(Data for this exercise):
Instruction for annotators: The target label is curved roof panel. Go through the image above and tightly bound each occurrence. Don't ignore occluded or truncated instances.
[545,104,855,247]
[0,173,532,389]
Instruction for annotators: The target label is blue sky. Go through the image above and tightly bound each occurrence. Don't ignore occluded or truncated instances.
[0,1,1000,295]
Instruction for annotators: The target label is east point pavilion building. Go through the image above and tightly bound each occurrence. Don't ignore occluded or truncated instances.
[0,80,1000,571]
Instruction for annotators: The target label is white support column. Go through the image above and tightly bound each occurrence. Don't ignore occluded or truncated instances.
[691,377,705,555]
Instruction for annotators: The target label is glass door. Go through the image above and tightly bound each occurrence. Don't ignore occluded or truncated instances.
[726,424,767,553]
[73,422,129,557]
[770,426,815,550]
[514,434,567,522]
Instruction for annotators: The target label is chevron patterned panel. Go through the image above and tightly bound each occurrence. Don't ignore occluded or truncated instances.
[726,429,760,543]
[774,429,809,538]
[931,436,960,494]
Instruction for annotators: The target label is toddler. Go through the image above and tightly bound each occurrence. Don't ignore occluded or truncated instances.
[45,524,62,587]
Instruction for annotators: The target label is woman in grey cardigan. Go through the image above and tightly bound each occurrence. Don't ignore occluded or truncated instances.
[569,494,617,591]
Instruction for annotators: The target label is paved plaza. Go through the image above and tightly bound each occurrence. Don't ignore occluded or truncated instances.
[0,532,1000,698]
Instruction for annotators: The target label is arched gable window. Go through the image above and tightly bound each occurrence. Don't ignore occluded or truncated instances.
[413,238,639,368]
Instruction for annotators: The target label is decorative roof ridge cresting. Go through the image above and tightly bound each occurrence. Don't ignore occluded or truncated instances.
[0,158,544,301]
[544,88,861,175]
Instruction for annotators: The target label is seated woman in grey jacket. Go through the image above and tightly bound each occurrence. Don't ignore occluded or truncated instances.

(Directions):
Copy out the items word for word, starting with the line containing "Instruction for annotators: The target label is toddler." and continuing through the line containing "[544,88,861,175]", with both of those lines included.

(Output of the exercise):
Instruction for annotators: The target label is toddler. Go through the image above and tightly bound each occurrence. Don't ignore occluded or truncated instances.
[45,524,62,587]
Instruction for annotators: The target label is woman in grey cardigan. Go through the image above and tightly bound each occurrence. Don't ignore occluded or truncated instances.
[569,494,617,591]
Instruction for annotators: The target label is paved plaza. Go through the image above and tightly bound each occurrence. Don't ignore occluded or truncated instances.
[0,532,1000,698]
Instruction for annotators: The target label is arched gable window. Go through the image above and tightly bound each occurrence. Don't ignore occluded or truncated instances.
[413,238,639,368]
Instruction for annotators: The target label is decorative roof ridge cresting. Go through the image above and tightly bound each occurrence. Don't ignore occluded or truncated instances.
[0,158,544,301]
[544,88,861,175]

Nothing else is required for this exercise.